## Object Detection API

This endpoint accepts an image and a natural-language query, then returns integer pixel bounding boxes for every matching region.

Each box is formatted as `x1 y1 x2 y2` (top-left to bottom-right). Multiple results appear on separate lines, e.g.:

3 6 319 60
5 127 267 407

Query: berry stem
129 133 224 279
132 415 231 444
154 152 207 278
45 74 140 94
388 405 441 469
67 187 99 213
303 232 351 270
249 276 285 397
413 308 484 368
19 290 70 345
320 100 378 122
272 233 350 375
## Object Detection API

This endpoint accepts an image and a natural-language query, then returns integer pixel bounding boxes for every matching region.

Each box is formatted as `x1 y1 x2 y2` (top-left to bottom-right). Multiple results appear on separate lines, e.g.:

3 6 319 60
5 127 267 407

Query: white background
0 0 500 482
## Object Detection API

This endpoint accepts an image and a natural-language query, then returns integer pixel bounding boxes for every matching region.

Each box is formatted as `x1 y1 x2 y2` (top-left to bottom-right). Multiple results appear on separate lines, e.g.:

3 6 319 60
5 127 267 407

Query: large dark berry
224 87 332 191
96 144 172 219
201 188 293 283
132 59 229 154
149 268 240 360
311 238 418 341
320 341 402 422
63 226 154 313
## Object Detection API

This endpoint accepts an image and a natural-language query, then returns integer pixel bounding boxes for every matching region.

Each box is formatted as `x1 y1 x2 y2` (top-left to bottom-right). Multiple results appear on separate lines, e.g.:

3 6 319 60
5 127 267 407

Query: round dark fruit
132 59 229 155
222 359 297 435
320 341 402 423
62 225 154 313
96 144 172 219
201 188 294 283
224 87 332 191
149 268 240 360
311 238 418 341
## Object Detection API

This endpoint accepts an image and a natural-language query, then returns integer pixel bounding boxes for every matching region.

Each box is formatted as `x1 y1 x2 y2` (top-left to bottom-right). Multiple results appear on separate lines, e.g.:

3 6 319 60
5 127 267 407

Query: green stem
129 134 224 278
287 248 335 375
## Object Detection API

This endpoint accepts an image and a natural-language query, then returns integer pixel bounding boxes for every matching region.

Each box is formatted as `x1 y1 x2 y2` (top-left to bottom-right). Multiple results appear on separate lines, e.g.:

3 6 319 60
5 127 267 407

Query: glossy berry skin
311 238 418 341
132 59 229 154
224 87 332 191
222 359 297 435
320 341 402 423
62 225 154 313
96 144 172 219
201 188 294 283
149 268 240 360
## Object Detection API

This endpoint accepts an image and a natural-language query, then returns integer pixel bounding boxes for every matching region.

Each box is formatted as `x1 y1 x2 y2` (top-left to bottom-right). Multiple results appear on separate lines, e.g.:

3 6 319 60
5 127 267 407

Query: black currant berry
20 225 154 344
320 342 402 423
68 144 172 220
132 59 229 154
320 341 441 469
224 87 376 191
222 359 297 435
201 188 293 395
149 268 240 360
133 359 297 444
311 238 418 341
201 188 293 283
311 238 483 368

→ **Do this**: Can you copy out all of the data above, reproducing every line without a single change?

→ **Result of the task**:
## Object Detection API

This endpoint accepts an image and a natural-language query, then returns integer pixel bounding boxes for every matching region.

Each box is formatted as `x1 y1 x2 y2` (top-left to bottom-right). Multiple results appear on separate lines, e.g.:

3 6 319 60
5 127 267 407

Query: berry stem
129 133 224 279
132 415 231 444
154 152 207 278
45 74 140 94
388 405 441 469
67 187 99 213
303 232 351 270
249 276 285 397
413 308 484 368
19 290 70 345
320 100 378 122
272 233 350 375
## Object Detection API

This endpoint accepts an image and a natural-language query, then returns integer pixel bounding boxes for every matching region.

Each box is formatted as `x1 y1 x2 y2` (top-left to bottom-right). Multiple results appear on separate lines, e.g.:

3 6 319 60
5 127 267 407

Query: white background
0 0 500 482
## Object Detection API

This endpoint accepts an image and a natural-language query, then returns integer pixel bounding boxes for every matching region.

Each box is formatted as `x1 y1 x2 y2` (top-left to bottom-right). Multiple results appear on separate lines, e.g.:

3 6 319 60
5 127 267 407

Query: large dark berry
224 87 332 191
96 144 172 219
201 188 293 283
132 59 229 154
149 268 240 360
311 238 418 341
320 341 402 422
63 226 154 313
## Object Detection API

This endpoint accepts an image and a natural-language query, then returns integer pixel bounding boxes for every matching region.

Each box is formatted as `x1 y1 x2 y2` (top-left to bottom-right). Multiple results appear on separate lines, e.g.:

3 6 319 60
5 127 267 407

Query: round dark fruit
132 59 229 155
222 359 297 435
320 341 402 423
62 225 154 313
96 144 172 219
201 188 294 283
224 87 332 191
149 268 240 360
311 238 418 341
## Object Detection API

This endpoint accepts an image and a natural-language query, then returns integer pixel bounding boxes for every matching region.

Each box is formatted as `x1 y1 x2 y2` (top-left to bottom-right). Multiple results appear on separate lines, e.g.:

3 6 319 60
5 127 267 407

Query: green stem
129 134 224 278
287 248 335 375
## Object Detection API

This endpoint accepts an image and a natural-language query, then returns integer pixel bounding boxes for every matching region.

Each box is formatted as `x1 y1 x2 y2` (top-left to bottom-right). Multiple results appear on separate lines, e.g.:

3 6 319 60
5 127 267 407

Query: glossy berry skin
311 238 418 341
132 59 229 154
224 87 332 191
222 359 297 435
320 341 402 423
62 225 154 313
96 144 172 219
201 188 294 283
149 268 240 360
## Object Detection API

This endpoint accepts an image and a natural-language query, then returns integer pixel bounding boxes for every matching region.

Each box is formatted as `x1 y1 x2 y2` (top-left to bottom-right). Multiple results appear on separate lines, e.g.:

3 6 319 60
5 127 267 407

Query: black currant berry
20 225 154 344
320 342 402 423
68 144 172 220
132 59 229 154
320 341 441 469
224 87 376 191
222 359 297 435
201 188 293 395
149 268 240 360
133 359 297 444
311 238 418 341
201 188 293 283
311 238 483 368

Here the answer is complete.